◆ Your instructions ◆
Rewrite the lines from the one containing "Pinpoint each instance of gold decorative" through the last line, keeping the requests, and multiply every box coordinate in the answers by 0.3, rounding to whole numbers with halves going up. Leave out the pictures.

◆ Data rows ◆
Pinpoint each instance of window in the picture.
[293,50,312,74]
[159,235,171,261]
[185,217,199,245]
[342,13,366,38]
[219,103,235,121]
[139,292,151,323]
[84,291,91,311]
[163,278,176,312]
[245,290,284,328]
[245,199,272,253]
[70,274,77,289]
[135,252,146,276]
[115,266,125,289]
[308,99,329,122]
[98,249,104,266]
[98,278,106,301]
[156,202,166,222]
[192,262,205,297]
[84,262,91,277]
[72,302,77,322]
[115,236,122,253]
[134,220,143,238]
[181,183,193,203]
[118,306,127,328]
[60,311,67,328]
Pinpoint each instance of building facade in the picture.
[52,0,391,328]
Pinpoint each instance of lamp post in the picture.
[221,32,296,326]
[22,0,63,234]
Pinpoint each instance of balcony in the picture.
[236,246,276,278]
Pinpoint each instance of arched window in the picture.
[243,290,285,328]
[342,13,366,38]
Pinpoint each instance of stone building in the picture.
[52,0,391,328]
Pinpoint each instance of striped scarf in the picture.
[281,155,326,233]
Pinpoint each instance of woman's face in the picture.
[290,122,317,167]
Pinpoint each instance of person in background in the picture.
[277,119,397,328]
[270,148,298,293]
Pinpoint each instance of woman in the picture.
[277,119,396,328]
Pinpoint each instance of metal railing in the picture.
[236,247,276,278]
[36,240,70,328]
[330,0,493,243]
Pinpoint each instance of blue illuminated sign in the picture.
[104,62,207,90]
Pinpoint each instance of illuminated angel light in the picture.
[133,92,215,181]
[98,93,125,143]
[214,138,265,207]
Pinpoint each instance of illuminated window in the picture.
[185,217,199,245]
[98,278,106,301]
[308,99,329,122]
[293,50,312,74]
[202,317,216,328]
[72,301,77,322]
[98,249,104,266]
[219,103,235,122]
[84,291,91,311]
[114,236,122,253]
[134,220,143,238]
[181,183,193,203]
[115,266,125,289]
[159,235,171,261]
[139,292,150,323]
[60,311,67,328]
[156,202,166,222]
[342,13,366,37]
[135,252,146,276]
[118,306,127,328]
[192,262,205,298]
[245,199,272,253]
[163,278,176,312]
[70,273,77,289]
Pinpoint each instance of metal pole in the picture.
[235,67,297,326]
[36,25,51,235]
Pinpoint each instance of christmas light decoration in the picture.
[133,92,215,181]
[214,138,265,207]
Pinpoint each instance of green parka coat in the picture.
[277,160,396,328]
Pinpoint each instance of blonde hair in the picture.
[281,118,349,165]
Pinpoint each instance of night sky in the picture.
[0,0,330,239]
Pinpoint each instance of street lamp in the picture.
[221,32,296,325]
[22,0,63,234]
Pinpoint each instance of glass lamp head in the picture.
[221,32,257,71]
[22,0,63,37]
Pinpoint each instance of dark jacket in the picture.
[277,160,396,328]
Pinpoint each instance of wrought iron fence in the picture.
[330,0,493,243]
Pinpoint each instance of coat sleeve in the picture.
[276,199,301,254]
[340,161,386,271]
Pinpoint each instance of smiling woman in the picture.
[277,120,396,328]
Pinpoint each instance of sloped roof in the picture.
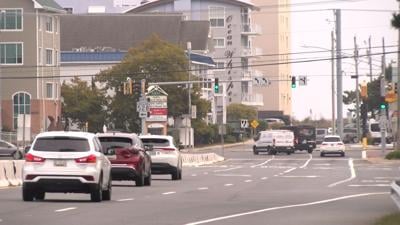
[33,0,65,12]
[60,13,210,51]
[123,0,259,13]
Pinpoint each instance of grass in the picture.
[385,150,400,160]
[375,213,400,225]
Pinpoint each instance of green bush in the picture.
[385,150,400,159]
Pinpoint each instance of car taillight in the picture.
[25,153,46,162]
[75,154,97,163]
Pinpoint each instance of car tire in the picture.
[35,191,46,200]
[171,168,179,180]
[90,178,103,202]
[12,151,23,160]
[22,184,34,202]
[144,170,151,186]
[102,175,112,201]
[135,170,145,187]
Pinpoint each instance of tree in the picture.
[226,103,257,121]
[97,35,210,132]
[61,78,107,132]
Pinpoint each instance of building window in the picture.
[0,43,22,64]
[46,49,53,65]
[209,6,225,27]
[13,92,31,129]
[46,83,53,98]
[0,9,22,30]
[214,38,225,48]
[46,16,53,32]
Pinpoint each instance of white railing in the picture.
[390,180,400,210]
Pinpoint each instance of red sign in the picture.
[150,108,168,115]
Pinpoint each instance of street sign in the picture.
[299,76,307,86]
[240,120,249,128]
[250,120,260,128]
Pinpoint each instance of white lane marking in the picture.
[328,158,356,187]
[117,198,134,202]
[163,191,176,195]
[185,192,389,225]
[214,166,242,173]
[281,175,319,178]
[348,184,390,187]
[215,174,251,177]
[300,154,312,169]
[54,207,76,212]
[251,155,275,168]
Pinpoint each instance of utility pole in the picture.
[367,36,372,82]
[331,31,336,134]
[334,9,343,138]
[395,2,400,150]
[354,36,360,140]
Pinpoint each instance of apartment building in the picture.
[252,0,292,118]
[0,0,64,141]
[125,0,263,106]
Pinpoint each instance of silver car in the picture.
[22,131,111,202]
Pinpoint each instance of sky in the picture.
[291,0,399,119]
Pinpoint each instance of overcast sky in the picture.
[291,0,398,119]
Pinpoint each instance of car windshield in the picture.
[142,138,169,147]
[371,123,381,132]
[99,137,132,149]
[324,137,340,142]
[33,137,90,152]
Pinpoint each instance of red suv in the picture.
[97,132,151,186]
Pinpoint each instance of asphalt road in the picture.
[0,145,400,225]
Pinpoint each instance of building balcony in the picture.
[241,94,264,106]
[241,23,262,35]
[241,46,263,58]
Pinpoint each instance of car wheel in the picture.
[102,175,112,201]
[35,191,46,200]
[135,171,144,187]
[90,176,103,202]
[12,151,22,159]
[22,184,34,202]
[171,168,179,180]
[144,169,151,186]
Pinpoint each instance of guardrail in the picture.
[390,180,400,210]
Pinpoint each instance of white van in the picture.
[253,130,294,155]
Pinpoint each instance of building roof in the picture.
[60,13,210,51]
[61,51,215,66]
[123,0,259,13]
[33,0,65,12]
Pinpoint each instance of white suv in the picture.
[22,131,111,202]
[140,135,182,180]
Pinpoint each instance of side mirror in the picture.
[106,148,115,155]
[24,145,31,154]
[144,145,153,151]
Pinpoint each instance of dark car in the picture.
[0,140,24,159]
[280,125,317,153]
[97,132,151,186]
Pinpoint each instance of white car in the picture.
[22,131,111,202]
[320,135,346,157]
[253,130,294,155]
[140,135,182,180]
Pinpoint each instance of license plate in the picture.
[54,160,67,166]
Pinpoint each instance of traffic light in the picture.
[292,77,296,88]
[133,81,142,96]
[214,78,219,93]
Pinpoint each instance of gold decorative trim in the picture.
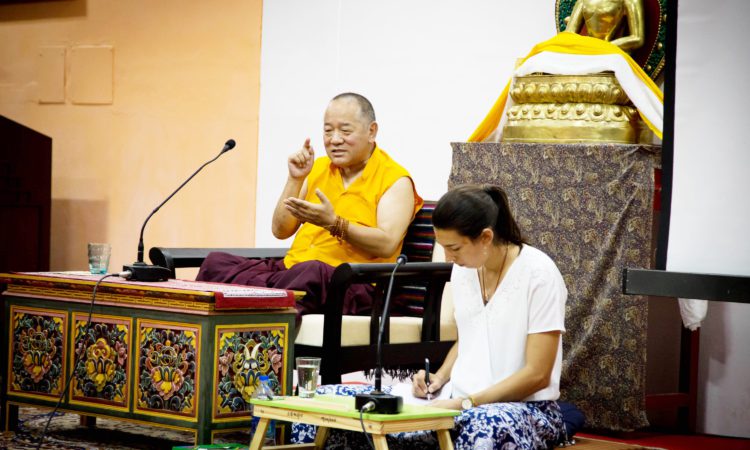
[510,73,630,105]
[6,284,215,312]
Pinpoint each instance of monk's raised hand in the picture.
[284,189,336,227]
[287,138,315,178]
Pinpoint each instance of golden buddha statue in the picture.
[565,0,646,53]
[469,0,663,144]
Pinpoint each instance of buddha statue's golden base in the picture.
[502,73,652,144]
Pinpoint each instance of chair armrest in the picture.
[148,247,288,277]
[323,262,453,354]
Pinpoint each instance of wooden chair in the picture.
[149,202,456,384]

◆ Answer for the task ◆
Pinpoint each instance of gold decorative trim in the picture.
[153,22,189,32]
[2,85,65,94]
Pinpoint each instance of monk's raised hand in the picture.
[85,57,101,68]
[86,41,95,53]
Pinpoint each instance of golden buddha statue in the picture.
[170,0,194,16]
[141,0,199,43]
Pinpoint each instance of buddha statue's golden base in the picture.
[151,22,196,43]
Pinpoint each instance of chair armrest in the picture.
[44,74,86,83]
[97,79,136,106]
Pinpoint each instance of wooden chair in the picture.
[45,61,137,115]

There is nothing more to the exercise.